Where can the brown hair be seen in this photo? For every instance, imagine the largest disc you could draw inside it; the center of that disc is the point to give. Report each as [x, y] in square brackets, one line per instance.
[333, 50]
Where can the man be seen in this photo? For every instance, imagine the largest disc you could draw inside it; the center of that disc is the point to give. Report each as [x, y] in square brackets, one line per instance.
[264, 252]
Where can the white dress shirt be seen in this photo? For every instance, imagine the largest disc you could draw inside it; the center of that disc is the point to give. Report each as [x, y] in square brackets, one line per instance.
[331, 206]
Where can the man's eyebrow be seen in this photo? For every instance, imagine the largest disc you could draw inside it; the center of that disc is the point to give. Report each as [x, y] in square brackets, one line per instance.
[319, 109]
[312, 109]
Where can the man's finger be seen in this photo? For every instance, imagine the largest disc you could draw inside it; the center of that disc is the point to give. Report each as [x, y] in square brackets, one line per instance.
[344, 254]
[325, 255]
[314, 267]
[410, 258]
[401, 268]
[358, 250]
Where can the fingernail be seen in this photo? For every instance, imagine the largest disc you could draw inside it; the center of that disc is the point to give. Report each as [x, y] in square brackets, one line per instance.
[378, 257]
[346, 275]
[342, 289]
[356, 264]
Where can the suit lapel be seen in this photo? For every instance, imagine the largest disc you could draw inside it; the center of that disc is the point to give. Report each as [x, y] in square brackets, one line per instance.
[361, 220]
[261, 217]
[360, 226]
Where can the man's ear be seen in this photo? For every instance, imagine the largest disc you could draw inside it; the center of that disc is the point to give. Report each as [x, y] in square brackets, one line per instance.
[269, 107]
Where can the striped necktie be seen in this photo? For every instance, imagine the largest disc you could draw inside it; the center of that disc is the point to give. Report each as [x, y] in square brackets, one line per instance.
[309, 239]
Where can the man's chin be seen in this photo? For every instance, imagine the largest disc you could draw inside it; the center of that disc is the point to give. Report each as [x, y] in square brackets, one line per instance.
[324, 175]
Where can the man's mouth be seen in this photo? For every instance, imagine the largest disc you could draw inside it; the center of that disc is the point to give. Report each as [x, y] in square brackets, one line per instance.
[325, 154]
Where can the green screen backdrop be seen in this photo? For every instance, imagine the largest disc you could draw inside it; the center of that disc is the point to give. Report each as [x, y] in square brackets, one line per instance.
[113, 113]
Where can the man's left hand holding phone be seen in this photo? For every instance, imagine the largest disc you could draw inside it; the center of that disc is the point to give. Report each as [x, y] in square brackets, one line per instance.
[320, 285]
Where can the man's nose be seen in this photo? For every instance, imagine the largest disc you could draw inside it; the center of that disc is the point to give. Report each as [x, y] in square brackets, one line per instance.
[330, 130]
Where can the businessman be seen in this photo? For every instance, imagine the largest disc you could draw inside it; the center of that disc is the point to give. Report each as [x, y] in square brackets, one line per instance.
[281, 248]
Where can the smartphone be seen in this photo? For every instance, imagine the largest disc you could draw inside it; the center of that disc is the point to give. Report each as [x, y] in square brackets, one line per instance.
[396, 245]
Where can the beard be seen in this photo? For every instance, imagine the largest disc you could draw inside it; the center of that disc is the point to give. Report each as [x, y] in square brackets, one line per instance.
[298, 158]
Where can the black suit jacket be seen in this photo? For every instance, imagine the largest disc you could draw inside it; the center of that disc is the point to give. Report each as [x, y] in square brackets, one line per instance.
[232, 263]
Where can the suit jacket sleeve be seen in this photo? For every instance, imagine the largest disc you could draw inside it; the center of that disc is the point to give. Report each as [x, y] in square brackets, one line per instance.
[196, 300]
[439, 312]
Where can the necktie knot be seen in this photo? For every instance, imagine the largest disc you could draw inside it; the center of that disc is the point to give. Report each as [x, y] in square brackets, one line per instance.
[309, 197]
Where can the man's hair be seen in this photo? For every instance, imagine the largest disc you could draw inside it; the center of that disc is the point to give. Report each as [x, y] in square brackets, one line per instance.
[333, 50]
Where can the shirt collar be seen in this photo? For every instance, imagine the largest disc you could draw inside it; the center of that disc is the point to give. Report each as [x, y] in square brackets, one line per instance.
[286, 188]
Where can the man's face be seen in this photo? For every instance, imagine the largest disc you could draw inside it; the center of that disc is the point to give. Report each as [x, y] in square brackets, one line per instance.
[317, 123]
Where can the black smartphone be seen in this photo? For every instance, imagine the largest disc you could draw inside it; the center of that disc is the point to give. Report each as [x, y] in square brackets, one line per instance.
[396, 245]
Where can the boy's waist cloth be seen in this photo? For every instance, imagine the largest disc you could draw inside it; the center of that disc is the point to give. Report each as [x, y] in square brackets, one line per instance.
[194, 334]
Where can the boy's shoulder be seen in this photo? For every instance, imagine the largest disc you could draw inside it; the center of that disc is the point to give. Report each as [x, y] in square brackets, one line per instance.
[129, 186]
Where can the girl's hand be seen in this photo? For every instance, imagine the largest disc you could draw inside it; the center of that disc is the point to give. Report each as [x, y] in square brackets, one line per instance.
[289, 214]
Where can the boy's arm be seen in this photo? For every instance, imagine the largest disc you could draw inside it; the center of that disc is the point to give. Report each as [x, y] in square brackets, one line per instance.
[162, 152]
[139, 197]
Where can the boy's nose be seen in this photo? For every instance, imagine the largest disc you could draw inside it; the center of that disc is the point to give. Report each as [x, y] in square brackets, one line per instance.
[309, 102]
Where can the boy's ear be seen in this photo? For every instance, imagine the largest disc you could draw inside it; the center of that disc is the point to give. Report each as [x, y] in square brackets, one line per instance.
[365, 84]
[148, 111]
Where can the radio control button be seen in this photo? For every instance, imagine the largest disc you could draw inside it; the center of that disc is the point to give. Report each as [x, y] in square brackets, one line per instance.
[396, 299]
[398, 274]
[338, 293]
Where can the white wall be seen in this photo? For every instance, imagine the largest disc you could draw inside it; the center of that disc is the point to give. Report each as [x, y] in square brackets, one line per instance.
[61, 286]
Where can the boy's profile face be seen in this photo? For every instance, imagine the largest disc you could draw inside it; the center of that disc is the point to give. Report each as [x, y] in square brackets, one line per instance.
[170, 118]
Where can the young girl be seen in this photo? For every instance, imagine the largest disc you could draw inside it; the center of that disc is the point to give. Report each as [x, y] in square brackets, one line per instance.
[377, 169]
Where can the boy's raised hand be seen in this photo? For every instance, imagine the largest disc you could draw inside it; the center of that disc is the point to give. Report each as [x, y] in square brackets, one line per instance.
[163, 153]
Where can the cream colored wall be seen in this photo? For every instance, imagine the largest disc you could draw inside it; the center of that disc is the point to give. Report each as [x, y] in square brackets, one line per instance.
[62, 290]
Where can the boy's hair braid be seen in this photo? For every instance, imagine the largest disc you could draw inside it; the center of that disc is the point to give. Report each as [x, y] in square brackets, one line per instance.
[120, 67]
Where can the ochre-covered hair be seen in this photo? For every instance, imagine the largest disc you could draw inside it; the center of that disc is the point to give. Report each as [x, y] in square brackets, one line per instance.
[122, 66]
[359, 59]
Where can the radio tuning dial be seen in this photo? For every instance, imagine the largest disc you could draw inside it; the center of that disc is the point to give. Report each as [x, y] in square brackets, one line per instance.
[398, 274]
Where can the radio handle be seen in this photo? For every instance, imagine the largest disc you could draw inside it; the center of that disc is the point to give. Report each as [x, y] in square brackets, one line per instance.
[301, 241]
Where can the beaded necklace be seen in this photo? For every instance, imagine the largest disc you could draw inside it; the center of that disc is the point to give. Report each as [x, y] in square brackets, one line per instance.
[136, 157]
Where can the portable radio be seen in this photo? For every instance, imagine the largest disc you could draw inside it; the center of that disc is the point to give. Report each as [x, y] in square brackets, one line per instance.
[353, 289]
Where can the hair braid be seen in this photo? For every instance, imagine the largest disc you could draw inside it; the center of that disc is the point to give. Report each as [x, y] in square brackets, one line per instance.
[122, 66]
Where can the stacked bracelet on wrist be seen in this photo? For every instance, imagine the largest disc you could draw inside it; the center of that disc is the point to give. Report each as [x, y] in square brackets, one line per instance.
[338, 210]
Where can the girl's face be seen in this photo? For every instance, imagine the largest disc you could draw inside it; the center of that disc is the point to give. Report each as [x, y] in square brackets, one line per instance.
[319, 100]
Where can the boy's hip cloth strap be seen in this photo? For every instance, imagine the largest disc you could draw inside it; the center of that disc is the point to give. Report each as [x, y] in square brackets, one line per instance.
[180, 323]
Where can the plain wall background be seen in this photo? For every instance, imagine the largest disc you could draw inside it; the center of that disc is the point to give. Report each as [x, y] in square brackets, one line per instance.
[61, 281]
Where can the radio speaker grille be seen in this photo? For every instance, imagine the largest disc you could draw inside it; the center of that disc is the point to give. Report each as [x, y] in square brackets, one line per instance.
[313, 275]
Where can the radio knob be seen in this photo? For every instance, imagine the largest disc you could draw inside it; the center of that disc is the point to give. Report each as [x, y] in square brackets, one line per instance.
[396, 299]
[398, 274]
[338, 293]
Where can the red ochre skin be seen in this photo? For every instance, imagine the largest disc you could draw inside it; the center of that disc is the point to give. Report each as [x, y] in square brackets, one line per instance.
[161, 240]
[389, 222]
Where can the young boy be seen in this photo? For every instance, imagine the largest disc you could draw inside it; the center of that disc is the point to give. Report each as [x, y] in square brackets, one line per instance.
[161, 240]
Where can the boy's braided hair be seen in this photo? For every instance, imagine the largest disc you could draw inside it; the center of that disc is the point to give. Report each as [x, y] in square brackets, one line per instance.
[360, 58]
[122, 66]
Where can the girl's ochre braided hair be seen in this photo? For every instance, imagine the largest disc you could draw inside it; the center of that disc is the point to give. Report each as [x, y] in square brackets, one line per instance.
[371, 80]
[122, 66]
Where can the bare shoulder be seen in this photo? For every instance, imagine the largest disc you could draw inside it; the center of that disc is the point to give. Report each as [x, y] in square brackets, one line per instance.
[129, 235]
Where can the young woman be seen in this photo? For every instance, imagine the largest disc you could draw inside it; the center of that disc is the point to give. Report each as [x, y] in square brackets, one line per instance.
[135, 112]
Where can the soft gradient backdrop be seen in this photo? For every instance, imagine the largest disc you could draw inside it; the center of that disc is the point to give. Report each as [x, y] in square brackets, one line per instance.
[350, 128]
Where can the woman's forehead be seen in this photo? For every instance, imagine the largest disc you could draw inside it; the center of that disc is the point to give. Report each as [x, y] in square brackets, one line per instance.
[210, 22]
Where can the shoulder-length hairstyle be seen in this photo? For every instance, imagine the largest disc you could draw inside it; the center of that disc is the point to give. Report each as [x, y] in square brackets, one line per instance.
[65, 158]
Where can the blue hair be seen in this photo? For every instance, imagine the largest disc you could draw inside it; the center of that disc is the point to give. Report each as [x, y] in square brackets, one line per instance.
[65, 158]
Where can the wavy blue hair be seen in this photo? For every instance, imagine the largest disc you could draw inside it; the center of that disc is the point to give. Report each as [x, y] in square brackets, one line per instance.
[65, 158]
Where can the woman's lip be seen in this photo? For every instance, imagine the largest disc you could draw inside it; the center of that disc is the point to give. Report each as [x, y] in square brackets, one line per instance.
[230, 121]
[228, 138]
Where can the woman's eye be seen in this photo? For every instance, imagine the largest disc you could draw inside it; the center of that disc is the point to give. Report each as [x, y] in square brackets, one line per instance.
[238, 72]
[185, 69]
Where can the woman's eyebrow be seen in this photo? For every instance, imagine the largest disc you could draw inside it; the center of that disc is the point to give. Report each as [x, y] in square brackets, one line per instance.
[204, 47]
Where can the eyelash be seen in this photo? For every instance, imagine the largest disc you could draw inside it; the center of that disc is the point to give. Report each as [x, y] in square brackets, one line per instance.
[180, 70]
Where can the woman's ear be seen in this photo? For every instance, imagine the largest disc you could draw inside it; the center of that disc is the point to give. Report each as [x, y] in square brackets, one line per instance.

· · · · ·

## WHAT YOU WILL DO
Give again the lines from the line holding "Where can the wavy" through the close of the listing, both included, exactly as written and with nothing else.

## SOLVED PROBLEM
Where can the wavy blue hair be seen in this photo? For every instance, imagine the largest disc you could draw inside it; the center of that disc is the point to give. Report each as [x, y] in square brackets, one line per instance.
[65, 158]
Where can the woman's lip be seen in this photo? For every instance, imagine the largest disc you could draw inside it; the center of that disc is the point to give. Report each as [x, y] in square brackets, one line per instance.
[230, 121]
[228, 138]
Where can the woman's eye be seen in this photo? For every instance, imagine the largest disc you could draw inside it; the center of that disc is the point to give. Report each as [x, y] in square brackets, one line per instance.
[238, 72]
[185, 69]
Where can the woman's eyebrow be seen in this photo? For every instance, imagine the largest disc you could draw inside it; the center of that disc is the point to give. Report each as [x, y] in square brackets, one line per instance.
[204, 47]
Where can the eyelash be seen in this photo? For every instance, imagine the largest disc you could draw inside it; the center of that disc is the point to give. Report each as [x, y] in square brackets, one line per instance.
[180, 70]
Where can the woman's ear be seen in this photo? For every instance, imagine the largest disc you could draw inside it; the center of that disc is the point to give. Report each as [x, y] in square brackets, one line per instance.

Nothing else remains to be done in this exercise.